▸ Goal: Retype the lines below, starting at the first line and ending at the line that contains "holes: even-odd", keeping every character the same.

Excerpt from the dataset:
** START **
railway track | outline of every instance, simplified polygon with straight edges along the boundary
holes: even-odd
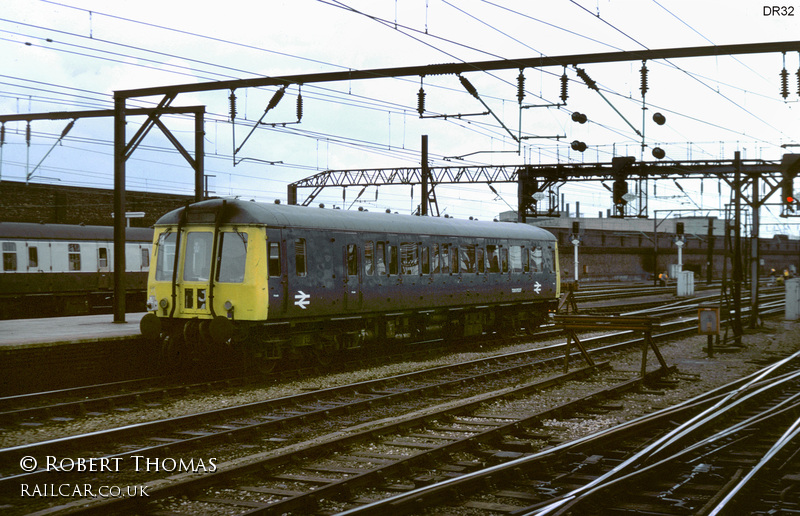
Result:
[[[687,319],[684,320],[682,323],[680,321],[675,323],[665,324],[664,328],[673,330],[675,335],[685,334],[687,332],[694,331],[694,320]],[[679,329],[678,327],[683,324],[684,328]],[[688,329],[687,329],[688,326]],[[611,337],[599,337],[595,339],[588,339],[584,340],[584,343],[591,347],[601,347],[603,346],[601,343],[603,339],[625,339],[627,338],[625,332],[618,332],[616,335]],[[605,349],[597,349],[594,353],[606,353],[606,352],[615,352],[619,349],[622,349],[625,346],[635,346],[639,347],[640,343],[636,341],[628,341],[603,346]],[[385,417],[397,417],[392,416],[392,411],[395,411],[399,414],[405,414],[408,411],[413,411],[413,403],[412,408],[409,408],[407,405],[402,405],[398,400],[414,400],[414,403],[418,405],[426,406],[426,405],[444,405],[447,403],[457,403],[460,398],[463,398],[468,395],[474,396],[485,396],[487,389],[489,392],[500,391],[501,389],[494,389],[491,390],[491,382],[496,381],[499,385],[508,385],[509,382],[512,383],[531,383],[530,377],[536,376],[541,377],[542,371],[550,371],[554,366],[554,364],[561,365],[563,361],[563,344],[559,344],[557,346],[552,346],[548,348],[543,348],[541,350],[534,350],[529,352],[530,354],[516,354],[513,359],[505,359],[511,361],[518,361],[517,364],[509,365],[509,363],[501,364],[497,366],[498,368],[495,371],[483,371],[481,374],[483,375],[483,379],[475,374],[474,371],[471,369],[481,368],[483,366],[478,365],[478,361],[475,361],[471,364],[466,364],[462,366],[460,372],[453,372],[454,369],[450,369],[445,371],[445,369],[440,368],[437,374],[440,375],[439,380],[430,380],[424,379],[423,373],[414,373],[409,375],[403,375],[405,380],[409,380],[414,377],[412,383],[416,385],[406,385],[398,386],[398,385],[390,385],[387,387],[387,380],[389,384],[396,380],[391,379],[383,379],[383,380],[376,380],[374,383],[369,382],[362,382],[361,384],[357,385],[355,389],[353,386],[350,386],[349,393],[346,391],[346,388],[343,389],[341,392],[334,393],[333,389],[328,390],[320,390],[317,392],[312,393],[305,393],[298,396],[293,396],[291,399],[287,397],[286,399],[281,400],[271,400],[270,402],[265,402],[264,404],[252,404],[252,406],[248,407],[236,407],[231,408],[230,411],[228,409],[213,411],[207,414],[196,414],[193,416],[186,416],[182,418],[171,419],[168,421],[161,421],[161,422],[153,422],[153,423],[142,423],[140,425],[131,425],[131,428],[124,428],[124,429],[112,429],[107,432],[94,432],[91,435],[86,436],[75,436],[74,438],[65,438],[59,439],[52,442],[45,442],[45,443],[36,443],[29,446],[23,447],[14,447],[14,448],[6,448],[4,450],[0,450],[0,472],[6,475],[4,478],[0,479],[0,490],[5,491],[6,495],[3,495],[8,501],[13,502],[15,495],[14,493],[15,486],[18,486],[21,483],[26,483],[28,485],[36,485],[41,484],[42,482],[52,481],[52,477],[48,477],[48,473],[52,475],[52,471],[33,471],[25,475],[14,474],[19,472],[19,460],[22,457],[26,456],[34,456],[34,457],[44,457],[44,456],[55,456],[56,454],[64,455],[64,450],[69,450],[68,454],[71,456],[83,456],[83,457],[95,457],[98,459],[106,458],[106,459],[115,459],[118,458],[120,460],[124,459],[125,457],[131,457],[132,455],[138,454],[142,457],[164,457],[164,456],[176,456],[176,454],[196,454],[197,450],[213,450],[208,452],[203,452],[204,457],[211,457],[212,454],[217,455],[217,451],[219,450],[219,456],[225,459],[226,468],[232,462],[239,463],[245,458],[241,457],[241,446],[242,442],[251,442],[256,441],[261,443],[259,448],[264,450],[265,447],[263,443],[266,442],[266,451],[261,451],[262,454],[279,454],[276,450],[280,449],[287,449],[291,448],[291,451],[287,451],[289,455],[284,456],[283,460],[289,460],[293,456],[296,456],[296,452],[298,450],[307,451],[303,448],[303,444],[305,440],[309,436],[319,435],[324,436],[329,434],[330,432],[325,432],[325,428],[330,430],[331,426],[335,428],[355,428],[358,427],[359,424],[363,421],[372,421],[372,420],[380,420]],[[542,359],[538,364],[533,364],[534,358],[532,356],[534,354],[541,355],[543,353],[550,353],[552,356],[549,359]],[[576,355],[577,356],[577,355]],[[495,361],[500,360],[498,357],[495,357]],[[547,365],[547,360],[549,360],[549,365]],[[522,363],[519,363],[522,362]],[[505,376],[509,373],[509,371],[517,369],[518,372],[518,379],[514,380],[513,377]],[[498,373],[498,370],[502,370],[503,372]],[[551,373],[551,371],[550,371]],[[550,374],[548,373],[548,374]],[[455,376],[452,376],[455,375]],[[519,375],[521,375],[522,379],[519,379]],[[496,380],[488,380],[495,376]],[[445,378],[446,377],[446,378]],[[565,377],[564,381],[567,381],[568,378]],[[404,381],[405,381],[404,380]],[[625,379],[621,384],[626,384],[630,381],[630,379]],[[535,384],[536,382],[533,382]],[[495,385],[497,385],[495,384]],[[532,385],[533,385],[532,384]],[[475,387],[480,386],[480,387]],[[470,390],[474,387],[474,390]],[[542,385],[536,386],[528,386],[528,389],[541,389],[545,388]],[[608,389],[608,387],[603,387],[601,389],[597,389],[599,391],[603,391]],[[476,393],[476,394],[472,394]],[[482,394],[483,393],[483,394]],[[510,392],[495,392],[497,396],[500,398],[502,397],[513,397],[514,394]],[[599,396],[598,393],[595,393],[595,396]],[[499,399],[499,398],[498,398]],[[486,400],[482,400],[481,402],[486,402]],[[272,404],[272,407],[268,405]],[[258,405],[258,407],[256,407]],[[584,402],[586,405],[586,402]],[[578,405],[576,405],[577,407]],[[602,407],[601,407],[602,408]],[[464,410],[464,409],[457,409],[454,408],[453,410]],[[594,410],[599,410],[597,407]],[[238,412],[237,412],[238,411]],[[458,417],[458,415],[448,415],[446,413],[439,414],[439,417],[442,418],[442,425],[448,426],[449,422],[454,421],[454,417]],[[344,419],[343,419],[344,418]],[[350,419],[347,419],[350,418]],[[505,443],[504,445],[507,446],[510,442],[508,439],[503,438],[502,436],[506,435],[513,435],[515,432],[518,431],[520,424],[517,421],[502,421],[503,418],[500,418],[501,421],[494,421],[495,426],[499,428],[492,429],[492,432],[487,433],[486,436],[477,438],[476,442],[484,442],[486,440]],[[518,418],[519,419],[519,418]],[[541,419],[541,416],[540,416]],[[419,431],[412,432],[422,435],[424,434],[424,427],[430,422],[430,418],[426,417],[420,420],[417,424],[422,425],[419,428]],[[487,421],[484,421],[487,423]],[[504,425],[501,423],[509,423],[508,425]],[[407,428],[409,425],[413,425],[413,422],[401,422],[399,423],[400,428]],[[442,426],[440,425],[440,426]],[[449,425],[452,426],[452,425]],[[484,427],[484,430],[489,430],[485,428],[486,424],[484,425],[472,425],[472,427]],[[523,425],[524,426],[524,425]],[[387,427],[388,428],[388,427]],[[470,428],[468,425],[466,428]],[[472,428],[474,430],[474,428]],[[386,430],[389,432],[391,430]],[[399,431],[399,430],[398,430]],[[374,430],[365,430],[367,435],[377,435]],[[358,432],[356,432],[358,433]],[[464,431],[463,434],[482,434],[483,432],[472,432],[472,431]],[[381,432],[378,432],[381,434]],[[490,435],[494,434],[494,437],[489,437]],[[424,439],[423,437],[419,437],[419,435],[411,437],[412,442],[414,439]],[[501,436],[501,437],[497,437]],[[472,436],[470,436],[472,437]],[[429,439],[437,439],[436,437],[429,438]],[[452,440],[452,439],[451,439]],[[513,440],[513,439],[512,439]],[[457,442],[456,440],[453,440]],[[492,455],[489,459],[497,460],[502,458],[503,460],[507,459],[508,457],[505,455],[506,453],[526,453],[525,449],[528,444],[525,444],[525,440],[511,444],[510,450],[504,450],[502,448],[498,448],[499,455],[495,454]],[[158,443],[153,445],[153,443]],[[145,444],[142,444],[145,443]],[[221,443],[221,444],[220,444]],[[422,448],[427,449],[430,448],[430,442],[427,443],[427,446],[423,446]],[[451,443],[452,444],[452,443]],[[398,445],[394,443],[393,445]],[[470,448],[473,445],[469,444],[452,444],[451,449],[458,450],[461,446],[465,446],[466,448]],[[293,447],[293,448],[292,448]],[[516,449],[514,449],[516,447]],[[244,447],[246,448],[246,447]],[[331,448],[331,443],[326,442],[322,445],[322,449],[329,449]],[[239,449],[239,452],[234,452],[233,449]],[[237,455],[238,453],[238,455]],[[442,452],[444,453],[444,452]],[[452,453],[451,451],[446,452],[445,454]],[[313,455],[313,453],[311,454]],[[390,454],[391,455],[391,454]],[[191,457],[192,455],[187,455],[187,457]],[[195,457],[197,455],[194,455]],[[354,455],[356,457],[357,455]],[[492,458],[493,457],[493,458]],[[364,457],[361,457],[363,462]],[[375,465],[381,463],[379,457],[372,457],[375,459],[373,461],[367,461],[368,464]],[[358,459],[354,459],[358,462]],[[384,460],[392,460],[391,458],[384,459]],[[421,461],[427,461],[429,459],[415,459]],[[252,458],[247,459],[248,464],[253,462]],[[397,462],[397,461],[396,461]],[[452,475],[460,475],[464,472],[469,471],[470,469],[474,469],[481,465],[481,461],[478,460],[463,460],[463,461],[456,461],[459,462],[457,464],[445,464],[444,470],[447,474]],[[258,461],[255,461],[258,464]],[[5,466],[2,466],[5,464]],[[404,465],[405,464],[405,465]],[[378,476],[384,475],[394,475],[395,473],[389,473],[392,468],[397,468],[398,470],[404,470],[409,467],[409,464],[404,463],[402,460],[399,461],[399,464],[396,466],[392,466],[388,463],[383,463],[382,466],[385,466],[384,469],[378,468],[378,471],[381,472]],[[250,466],[248,466],[250,467]],[[257,468],[263,468],[263,464],[261,466],[255,466]],[[271,466],[268,466],[271,467]],[[342,468],[339,468],[342,469]],[[349,469],[352,471],[338,471],[335,472],[338,475],[343,475],[344,477],[349,477],[355,475],[355,471],[359,469],[354,465],[349,466]],[[373,468],[374,469],[374,468]],[[244,471],[244,470],[242,470]],[[240,471],[240,473],[242,472]],[[163,473],[163,472],[162,472]],[[328,472],[332,473],[332,472]],[[237,473],[238,474],[238,473]],[[127,475],[127,476],[126,476]],[[367,474],[364,478],[368,478],[372,476],[373,473]],[[158,486],[159,482],[163,482],[163,477],[165,475],[154,475],[150,477],[143,476],[140,472],[136,472],[136,474],[131,477],[129,474],[125,472],[120,472],[119,475],[115,475],[116,480],[120,482],[132,482],[133,479],[137,483],[142,481],[150,482],[152,480],[153,486]],[[119,478],[117,478],[119,477]],[[161,480],[159,480],[159,478]],[[201,476],[203,477],[203,476]],[[67,476],[67,478],[71,478],[71,476]],[[48,480],[50,479],[50,480]],[[128,479],[128,480],[126,480]],[[218,473],[213,475],[207,475],[202,478],[202,480],[209,481],[212,480],[213,482],[230,482],[229,480],[223,480],[222,476]],[[331,480],[324,475],[318,475],[317,480],[322,481],[322,479]],[[281,479],[282,481],[287,481],[288,479]],[[333,479],[336,484],[338,482],[337,479]],[[412,475],[410,477],[410,483],[401,484],[402,487],[398,487],[398,489],[408,489],[409,486],[414,487],[416,484],[419,483],[426,483],[426,482],[435,482],[438,480],[436,476],[428,475]],[[80,481],[80,477],[76,478],[76,481]],[[239,482],[238,480],[234,480],[234,482]],[[350,481],[353,485],[358,485],[358,482]],[[361,482],[365,482],[362,480]],[[202,482],[201,482],[202,483]],[[329,482],[330,483],[330,482]],[[180,483],[175,484],[174,482],[168,483],[164,487],[163,491],[158,491],[158,497],[168,496],[170,493],[170,489],[177,490],[176,492],[193,492],[198,489],[197,486],[191,485],[181,485]],[[313,484],[313,483],[312,483]],[[340,489],[343,485],[346,485],[347,482],[339,485],[335,488],[327,488],[336,491]],[[253,487],[253,486],[251,486]],[[257,486],[255,486],[257,487]],[[291,487],[291,486],[290,486]],[[297,486],[294,486],[297,488]],[[314,491],[318,491],[320,485],[317,483],[315,485]],[[347,489],[351,489],[352,486],[347,486]],[[266,488],[266,489],[273,489],[273,490],[280,490],[281,488]],[[284,489],[287,492],[296,491],[294,494],[291,494],[289,498],[296,498],[297,500],[307,500],[303,502],[291,502],[289,505],[297,503],[298,507],[316,507],[318,496],[316,495],[308,495],[302,494],[299,495],[302,491],[293,490],[290,488]],[[263,491],[263,489],[262,489]],[[319,491],[318,491],[319,492]],[[265,492],[261,492],[262,495],[268,494]],[[271,496],[277,496],[274,493]],[[307,498],[305,498],[307,497]],[[275,500],[272,500],[274,502]],[[0,500],[2,503],[2,500]],[[126,503],[126,502],[120,502]],[[127,503],[130,503],[127,502]],[[46,504],[45,504],[46,505]],[[13,503],[10,503],[9,506],[13,507]],[[44,505],[43,505],[44,506]],[[103,510],[108,510],[105,508]],[[114,509],[116,510],[116,509]],[[138,509],[137,509],[138,510]],[[150,507],[147,510],[154,510]],[[301,509],[304,510],[304,509]]]
[[[685,325],[686,323],[684,323]],[[679,326],[680,323],[673,323],[669,326]],[[690,328],[687,330],[675,329],[675,334],[682,334],[686,331],[692,331]],[[617,335],[611,337],[619,339],[624,337],[625,332],[618,332]],[[603,339],[610,337],[598,337],[596,339],[589,339],[585,344],[591,347],[599,345]],[[604,346],[602,349],[597,349],[594,353],[607,353],[615,352],[623,347],[635,346],[640,347],[640,341],[633,339],[627,342],[622,342],[614,345]],[[414,379],[414,385],[407,385],[405,387],[394,385],[387,386],[387,381],[390,383],[395,380],[377,380],[374,382],[361,383],[357,386],[348,386],[345,388],[325,389],[320,392],[306,393],[299,396],[293,396],[291,399],[271,400],[257,404],[258,407],[237,407],[229,410],[213,411],[212,413],[197,414],[193,416],[185,416],[175,420],[143,423],[141,425],[134,425],[132,428],[113,429],[106,432],[95,432],[91,435],[76,436],[70,439],[61,439],[45,443],[36,443],[29,446],[14,447],[2,450],[0,452],[0,469],[6,474],[13,473],[17,464],[22,457],[44,457],[48,455],[55,455],[60,450],[72,450],[72,454],[78,456],[92,456],[97,458],[106,458],[107,460],[123,460],[126,457],[133,455],[140,457],[163,457],[166,455],[176,456],[176,454],[195,453],[198,449],[207,450],[221,450],[219,455],[227,457],[227,462],[237,459],[236,454],[232,449],[241,449],[237,446],[238,442],[260,442],[259,448],[262,450],[260,453],[263,455],[269,453],[269,447],[272,445],[272,450],[290,447],[284,456],[283,460],[288,460],[299,449],[303,449],[302,439],[308,438],[309,435],[314,435],[314,432],[320,435],[326,435],[324,428],[349,428],[359,424],[359,422],[367,420],[382,419],[384,417],[391,417],[391,413],[387,412],[384,407],[389,407],[392,411],[399,414],[405,414],[409,411],[415,410],[414,407],[428,406],[428,405],[441,405],[446,402],[457,402],[458,399],[471,395],[480,396],[480,393],[486,392],[487,389],[491,391],[493,385],[489,380],[492,376],[497,379],[494,380],[494,385],[507,386],[510,382],[519,383],[530,381],[530,377],[535,375],[537,378],[542,376],[542,367],[552,368],[557,364],[560,368],[563,363],[563,346],[562,344],[553,346],[550,350],[535,350],[533,352],[517,353],[514,357],[495,358],[495,362],[503,362],[499,366],[499,370],[483,371],[480,375],[476,375],[471,369],[478,367],[477,362],[463,364],[459,366],[460,371],[454,372],[455,368],[447,367],[440,368],[436,372],[440,376],[439,381],[432,381],[430,378],[422,379],[427,373],[414,373],[410,375],[403,375],[404,381]],[[559,348],[562,348],[559,353]],[[540,361],[541,363],[534,363],[531,358],[533,354],[542,354],[550,352],[554,356],[547,359],[547,362]],[[578,356],[576,354],[576,356]],[[516,361],[517,364],[509,366],[507,361]],[[521,363],[520,363],[521,362]],[[482,367],[482,366],[481,366]],[[538,368],[538,369],[537,369]],[[512,370],[517,370],[517,379],[515,380],[509,373]],[[535,371],[539,372],[535,372]],[[456,375],[454,378],[452,375]],[[446,375],[442,379],[442,375]],[[499,375],[499,376],[498,376]],[[520,379],[519,375],[522,375]],[[421,380],[422,379],[422,380]],[[423,385],[419,385],[419,382]],[[628,384],[630,378],[625,379],[622,383]],[[638,383],[636,380],[634,383]],[[629,384],[632,385],[632,384]],[[599,390],[605,390],[608,387],[603,387]],[[473,390],[470,390],[473,389]],[[495,389],[498,390],[498,389]],[[335,392],[334,392],[335,391]],[[498,395],[511,396],[511,393],[500,393]],[[594,393],[593,396],[599,394]],[[423,399],[423,397],[425,397]],[[404,406],[397,400],[412,400],[411,408],[407,405]],[[271,408],[269,406],[271,405]],[[371,407],[371,408],[370,408]],[[378,410],[379,413],[375,414],[367,412],[367,409]],[[455,409],[454,409],[455,410]],[[462,409],[463,410],[463,409]],[[444,415],[442,417],[445,417]],[[449,417],[449,416],[448,416]],[[350,419],[348,419],[350,418]],[[498,423],[497,421],[495,423]],[[315,429],[314,425],[321,425],[323,429]],[[405,423],[403,426],[407,426]],[[473,425],[475,426],[475,425]],[[478,425],[481,426],[481,425]],[[483,425],[485,426],[485,425]],[[503,427],[504,425],[497,425]],[[506,426],[498,435],[503,432],[508,433],[514,431],[519,425]],[[144,430],[146,429],[146,432]],[[387,430],[388,431],[388,430]],[[374,432],[374,431],[373,431]],[[329,432],[328,432],[329,433]],[[422,433],[420,430],[417,433]],[[302,438],[302,439],[301,439]],[[418,437],[414,437],[418,438]],[[132,442],[133,441],[133,442]],[[148,442],[149,446],[142,446],[141,442]],[[158,442],[152,445],[152,442]],[[108,451],[109,442],[117,443],[113,446],[113,450]],[[264,443],[267,443],[267,451],[263,451]],[[214,444],[216,443],[216,444]],[[222,443],[222,444],[219,444]],[[233,444],[230,444],[233,443]],[[292,447],[292,445],[295,447]],[[397,444],[397,443],[395,443]],[[428,443],[430,444],[430,443]],[[330,448],[331,443],[323,445],[326,449]],[[524,444],[518,446],[524,447]],[[214,448],[216,447],[216,448]],[[518,448],[519,449],[519,448]],[[91,453],[88,450],[93,450]],[[106,450],[106,451],[99,451]],[[210,454],[217,454],[217,451],[209,451],[205,456]],[[277,453],[277,452],[276,452]],[[516,453],[519,453],[517,451]],[[83,455],[81,455],[83,454]],[[90,455],[87,455],[90,454]],[[239,452],[241,454],[241,452]],[[280,453],[278,453],[280,455]],[[194,455],[196,456],[196,455]],[[501,453],[502,457],[503,454]],[[252,459],[250,459],[252,460]],[[256,461],[257,463],[258,461]],[[379,462],[379,461],[376,461]],[[452,465],[451,465],[452,466]],[[264,465],[257,466],[258,468],[265,467]],[[403,466],[398,466],[403,467]],[[454,467],[459,467],[455,465]],[[466,468],[466,466],[464,466]],[[355,468],[351,468],[355,469]],[[339,472],[339,474],[343,474]],[[28,485],[35,485],[37,483],[45,482],[48,475],[52,475],[52,471],[45,470],[34,471],[24,475],[10,475],[0,479],[0,489],[5,491],[9,497],[13,497],[15,489],[21,483]],[[163,477],[163,475],[161,475]],[[122,481],[125,479],[124,473],[122,474]],[[133,477],[137,482],[152,480],[141,472],[136,472]],[[206,477],[207,479],[221,478],[217,473]],[[202,482],[204,479],[196,479],[197,482]],[[325,477],[320,477],[325,478]],[[286,480],[286,479],[284,479]],[[75,482],[80,482],[80,478],[74,479]],[[296,486],[295,486],[296,487]],[[319,486],[316,486],[319,487]],[[191,486],[172,487],[171,489],[192,490]],[[290,489],[291,490],[291,489]],[[168,493],[169,491],[164,491]],[[153,495],[153,493],[149,493]],[[159,493],[159,496],[161,494]],[[314,500],[311,496],[307,500]],[[125,503],[120,501],[119,503]],[[130,503],[130,502],[128,502]],[[303,502],[306,504],[308,502]],[[103,509],[103,510],[107,510]],[[115,509],[116,510],[116,509]]]
[[[795,354],[679,406],[342,514],[794,513],[798,362]]]
[[[634,292],[639,292],[640,290],[633,289]],[[779,300],[781,296],[782,294],[780,293],[765,293],[761,299],[764,303],[772,303],[775,300]],[[677,316],[693,313],[698,303],[713,302],[715,300],[718,300],[717,295],[707,294],[699,298],[667,303],[664,301],[648,303],[646,306],[641,303],[621,305],[615,307],[613,311],[617,313],[625,312],[626,315],[647,313],[649,315],[664,315],[665,317]],[[592,310],[591,312],[594,313],[595,311]],[[558,330],[544,327],[536,333],[536,336],[541,339],[557,334]],[[406,350],[389,357],[372,357],[370,359],[364,356],[355,356],[343,363],[333,364],[326,370],[334,372],[347,371],[352,367],[363,367],[370,364],[379,365],[387,358],[397,361],[415,360],[448,349],[440,346],[439,344],[441,343],[436,341],[427,344],[434,347],[426,350]],[[473,343],[476,347],[481,344],[488,343]],[[7,396],[0,398],[0,424],[7,427],[14,427],[15,425],[37,427],[48,423],[58,424],[86,416],[98,416],[114,411],[130,411],[137,407],[148,406],[148,404],[149,406],[157,406],[164,400],[188,392],[223,392],[225,389],[246,388],[263,384],[264,382],[285,379],[286,377],[303,377],[317,373],[316,368],[308,366],[280,369],[268,375],[258,376],[242,376],[241,371],[232,370],[227,374],[215,374],[212,378],[197,381],[192,381],[191,376],[182,376],[178,379],[161,376]]]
** END **
▸ Problem solution:
railway track | outline of every instance, simplified polygon with straight edges along the boundary
holes: even-odd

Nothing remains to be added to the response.